• _Passage given_
<<<<

The action in unlawful detainer was for possession of the property (Code, sec. 9257), and the judgment for rent and damages are incidental to the judgment for possession. Bloch v. Busch, 160 Tenn. 21, 22 S.W.2d 242; Code, secs. 9244 and 9247. Compare 36 C.J.S., Forcible Entry and Detainer, § 3.

"The action is strictly possessory in its nature, so that ordinarily the immediate right to possession is all that is involved or can be determined."

Nashville Hous. Auth. v. Kinnard, 186 Tenn. 33, 207 S.W.2d 1019, 1021 (1948).

Forfeiture

However, the detainer statute by itself does not address the problem of the tenant who breaches the provisions of the lease which has not by its terms expired. Thus, at common law, the landlord had to specifically provide for forfeiture of the lease upon a breach of the terms in the lease itself. For instance, in Barnett v. Dooley, 186 Tenn. 611, 212 S.W.2d 598, 600 (1948), the Court held:

The law is that "a tenant's failure to pay rent does not terminate or forfeit his tenancy, in the absence of a provision in the lease for such forfeiture; and where there is such a provision, the landlord must make formal demand of the rent . . . unless such demand is waived by the lease or by act of the parties." Smith v. Holt, 29 Tenn. App. 31, 193 S.W.2d 100, 102 (1946).

>>>>

• _Dataset extract_
<<<<

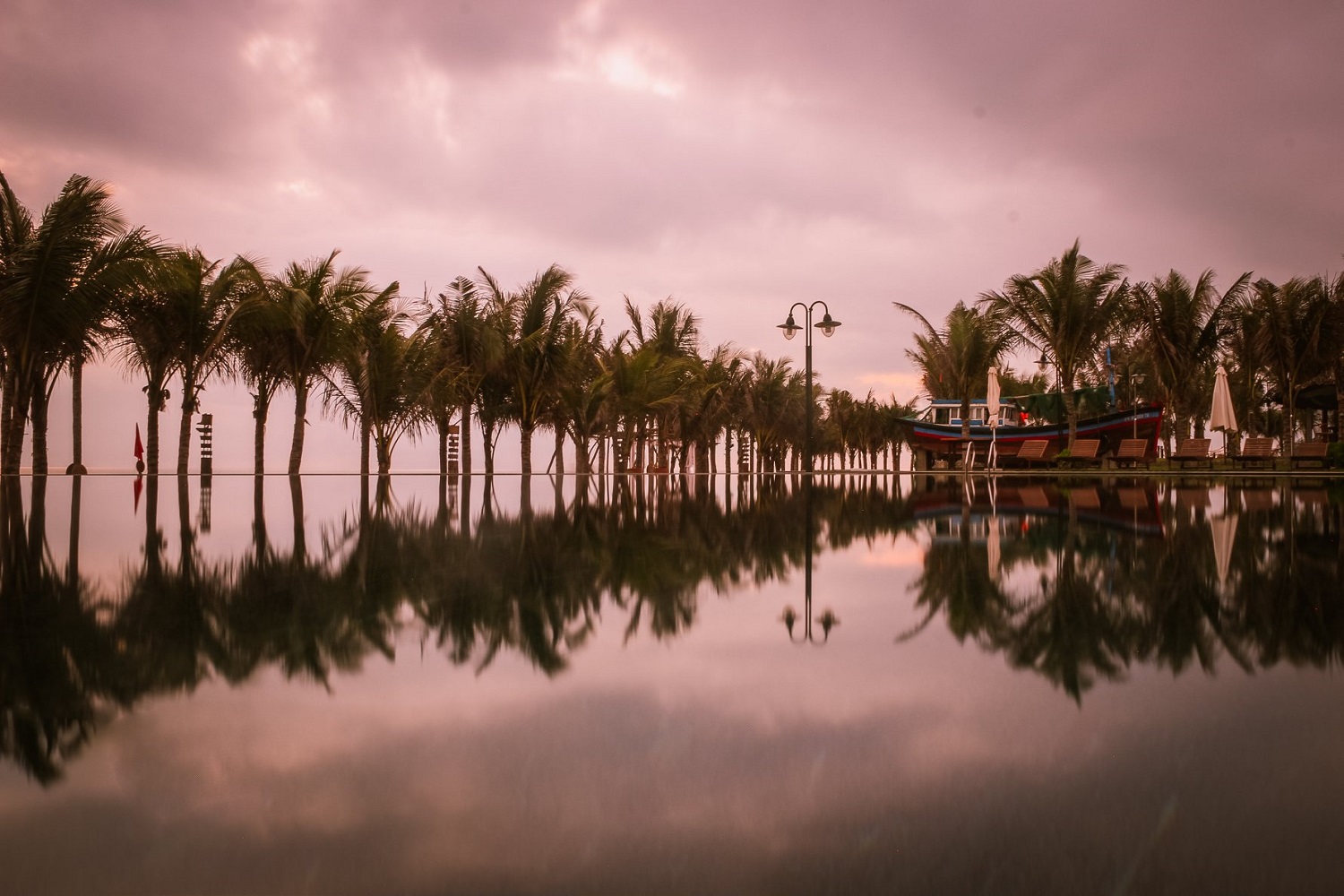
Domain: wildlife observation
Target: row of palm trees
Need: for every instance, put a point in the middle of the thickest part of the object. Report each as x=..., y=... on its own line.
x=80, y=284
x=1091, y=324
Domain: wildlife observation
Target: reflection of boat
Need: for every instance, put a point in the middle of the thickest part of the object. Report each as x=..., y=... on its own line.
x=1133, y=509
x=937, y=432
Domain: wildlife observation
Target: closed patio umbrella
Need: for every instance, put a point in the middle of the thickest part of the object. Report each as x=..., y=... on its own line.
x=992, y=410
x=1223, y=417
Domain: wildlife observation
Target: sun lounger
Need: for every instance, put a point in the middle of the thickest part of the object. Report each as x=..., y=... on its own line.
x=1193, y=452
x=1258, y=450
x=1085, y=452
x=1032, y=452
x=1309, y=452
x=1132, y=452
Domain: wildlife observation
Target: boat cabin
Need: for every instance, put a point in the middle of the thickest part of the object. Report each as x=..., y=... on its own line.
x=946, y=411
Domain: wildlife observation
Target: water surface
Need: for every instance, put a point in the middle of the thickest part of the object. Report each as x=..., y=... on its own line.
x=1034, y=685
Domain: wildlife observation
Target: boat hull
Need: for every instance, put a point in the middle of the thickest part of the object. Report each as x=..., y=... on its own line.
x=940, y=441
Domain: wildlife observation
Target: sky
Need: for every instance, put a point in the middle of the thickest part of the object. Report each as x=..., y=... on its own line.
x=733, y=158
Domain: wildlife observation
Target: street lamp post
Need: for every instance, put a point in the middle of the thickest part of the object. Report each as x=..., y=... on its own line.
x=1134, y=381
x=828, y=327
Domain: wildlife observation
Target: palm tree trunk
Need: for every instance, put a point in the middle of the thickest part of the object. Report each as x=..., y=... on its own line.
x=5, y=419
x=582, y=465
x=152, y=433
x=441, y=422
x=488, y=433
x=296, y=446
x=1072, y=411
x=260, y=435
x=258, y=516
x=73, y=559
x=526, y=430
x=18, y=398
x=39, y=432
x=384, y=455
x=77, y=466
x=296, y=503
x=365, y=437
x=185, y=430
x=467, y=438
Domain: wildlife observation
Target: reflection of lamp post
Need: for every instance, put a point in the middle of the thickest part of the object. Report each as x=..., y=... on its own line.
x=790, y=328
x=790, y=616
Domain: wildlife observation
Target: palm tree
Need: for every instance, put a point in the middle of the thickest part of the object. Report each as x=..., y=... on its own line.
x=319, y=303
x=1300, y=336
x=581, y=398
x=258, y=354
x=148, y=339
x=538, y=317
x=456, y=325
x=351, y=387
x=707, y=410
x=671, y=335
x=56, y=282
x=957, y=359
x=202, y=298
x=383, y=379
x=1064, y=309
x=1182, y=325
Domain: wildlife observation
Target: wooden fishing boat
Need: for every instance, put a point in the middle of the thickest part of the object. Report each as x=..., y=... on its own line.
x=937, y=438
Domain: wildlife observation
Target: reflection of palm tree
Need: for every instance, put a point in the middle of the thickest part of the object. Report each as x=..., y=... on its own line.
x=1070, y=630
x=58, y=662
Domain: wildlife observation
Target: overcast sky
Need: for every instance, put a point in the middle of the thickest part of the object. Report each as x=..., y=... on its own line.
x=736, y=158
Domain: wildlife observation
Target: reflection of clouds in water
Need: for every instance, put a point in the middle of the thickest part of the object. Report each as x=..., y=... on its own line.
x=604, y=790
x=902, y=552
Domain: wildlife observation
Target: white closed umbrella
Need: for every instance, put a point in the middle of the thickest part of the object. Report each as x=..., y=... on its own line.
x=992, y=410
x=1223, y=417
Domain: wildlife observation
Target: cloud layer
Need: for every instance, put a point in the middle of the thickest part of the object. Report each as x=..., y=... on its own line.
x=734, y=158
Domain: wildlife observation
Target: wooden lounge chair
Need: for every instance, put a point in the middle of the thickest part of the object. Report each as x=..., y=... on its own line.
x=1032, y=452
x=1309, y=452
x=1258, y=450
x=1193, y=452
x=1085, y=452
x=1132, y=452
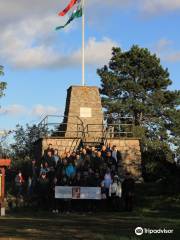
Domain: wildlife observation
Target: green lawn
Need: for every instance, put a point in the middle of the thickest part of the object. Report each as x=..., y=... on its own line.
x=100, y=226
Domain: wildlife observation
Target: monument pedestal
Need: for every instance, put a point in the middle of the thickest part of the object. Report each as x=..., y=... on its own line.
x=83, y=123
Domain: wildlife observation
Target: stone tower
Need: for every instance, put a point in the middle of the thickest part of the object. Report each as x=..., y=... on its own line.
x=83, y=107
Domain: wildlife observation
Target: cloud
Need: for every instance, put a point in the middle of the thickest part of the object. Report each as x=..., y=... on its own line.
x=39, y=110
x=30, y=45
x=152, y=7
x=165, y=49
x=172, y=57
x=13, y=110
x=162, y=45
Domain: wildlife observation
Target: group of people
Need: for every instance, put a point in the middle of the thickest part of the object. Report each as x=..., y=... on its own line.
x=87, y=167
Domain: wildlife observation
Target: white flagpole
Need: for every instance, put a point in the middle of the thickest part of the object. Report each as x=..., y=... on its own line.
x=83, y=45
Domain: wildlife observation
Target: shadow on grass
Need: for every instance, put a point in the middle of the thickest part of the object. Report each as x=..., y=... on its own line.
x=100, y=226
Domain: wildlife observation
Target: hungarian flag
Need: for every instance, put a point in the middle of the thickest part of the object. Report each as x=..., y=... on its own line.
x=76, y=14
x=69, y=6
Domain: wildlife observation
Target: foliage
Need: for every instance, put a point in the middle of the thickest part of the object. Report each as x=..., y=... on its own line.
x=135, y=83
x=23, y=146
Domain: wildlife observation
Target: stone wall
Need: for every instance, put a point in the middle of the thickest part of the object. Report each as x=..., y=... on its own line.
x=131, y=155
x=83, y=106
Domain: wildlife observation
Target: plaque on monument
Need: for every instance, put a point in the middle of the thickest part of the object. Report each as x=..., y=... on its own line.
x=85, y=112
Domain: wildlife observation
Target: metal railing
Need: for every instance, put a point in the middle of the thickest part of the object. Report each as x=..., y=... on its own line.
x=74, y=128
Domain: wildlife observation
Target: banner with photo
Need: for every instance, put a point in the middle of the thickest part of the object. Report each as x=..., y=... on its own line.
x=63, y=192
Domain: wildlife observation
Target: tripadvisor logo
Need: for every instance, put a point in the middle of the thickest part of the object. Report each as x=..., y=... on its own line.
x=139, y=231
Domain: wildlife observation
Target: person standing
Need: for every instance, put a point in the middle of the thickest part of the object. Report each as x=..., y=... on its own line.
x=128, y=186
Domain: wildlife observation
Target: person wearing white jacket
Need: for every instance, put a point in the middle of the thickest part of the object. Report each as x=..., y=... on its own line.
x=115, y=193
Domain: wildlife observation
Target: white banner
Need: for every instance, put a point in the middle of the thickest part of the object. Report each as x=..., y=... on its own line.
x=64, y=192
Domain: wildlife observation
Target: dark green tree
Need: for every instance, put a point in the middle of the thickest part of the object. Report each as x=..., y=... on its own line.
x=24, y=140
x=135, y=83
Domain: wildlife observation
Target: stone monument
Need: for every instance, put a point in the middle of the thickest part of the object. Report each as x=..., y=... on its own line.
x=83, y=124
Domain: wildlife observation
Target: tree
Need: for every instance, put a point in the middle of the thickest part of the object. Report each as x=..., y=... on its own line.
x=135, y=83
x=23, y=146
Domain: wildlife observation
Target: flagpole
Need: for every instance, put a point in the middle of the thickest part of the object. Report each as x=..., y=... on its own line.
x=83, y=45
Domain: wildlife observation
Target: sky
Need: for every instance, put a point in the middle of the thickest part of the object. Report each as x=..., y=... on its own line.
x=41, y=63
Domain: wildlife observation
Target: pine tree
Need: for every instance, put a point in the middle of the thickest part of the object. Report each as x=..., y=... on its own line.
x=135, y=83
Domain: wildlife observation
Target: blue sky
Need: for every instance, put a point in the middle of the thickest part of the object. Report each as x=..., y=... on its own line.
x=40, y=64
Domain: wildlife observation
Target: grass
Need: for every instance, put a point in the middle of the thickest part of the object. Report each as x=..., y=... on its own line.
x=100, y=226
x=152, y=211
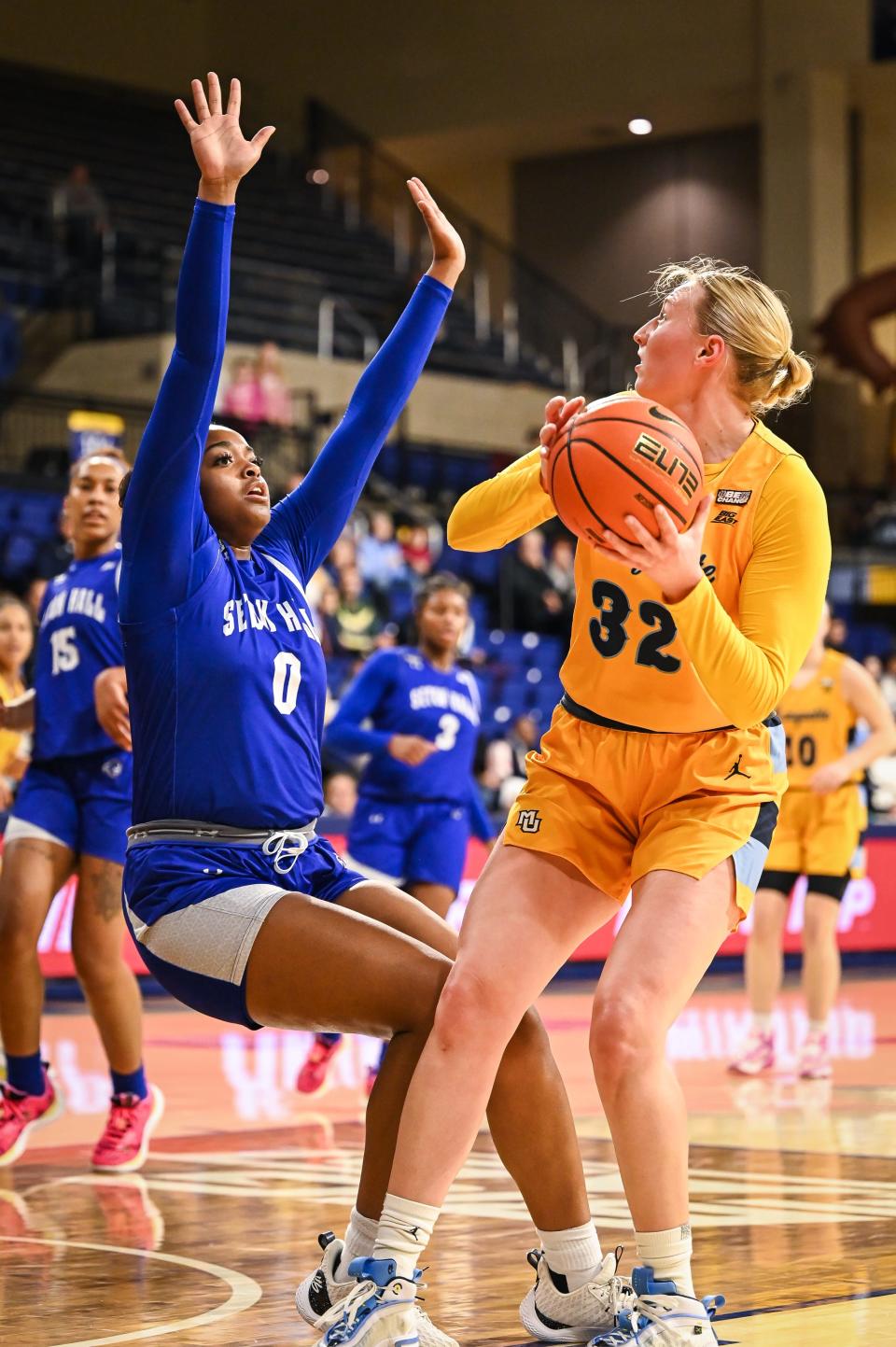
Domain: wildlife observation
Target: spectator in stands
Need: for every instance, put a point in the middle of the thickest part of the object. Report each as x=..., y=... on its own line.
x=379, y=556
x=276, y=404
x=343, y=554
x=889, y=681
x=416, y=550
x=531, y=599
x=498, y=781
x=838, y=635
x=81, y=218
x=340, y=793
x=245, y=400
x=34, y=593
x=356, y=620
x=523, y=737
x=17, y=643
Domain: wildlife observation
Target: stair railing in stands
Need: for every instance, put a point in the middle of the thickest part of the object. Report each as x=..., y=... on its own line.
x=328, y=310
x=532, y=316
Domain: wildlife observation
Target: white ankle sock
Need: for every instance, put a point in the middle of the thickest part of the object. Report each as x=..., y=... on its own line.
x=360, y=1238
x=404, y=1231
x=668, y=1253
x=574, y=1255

>>>>

• _What this task involves_
In the passage on unlawful detainer, what must a landlord do before forfeiting a lease for unpaid rent when the lease provides for such forfeiture?

• _Result for this task_
The landlord must make formal demand of the rent, unless the lease or an act of the parties waives that demand.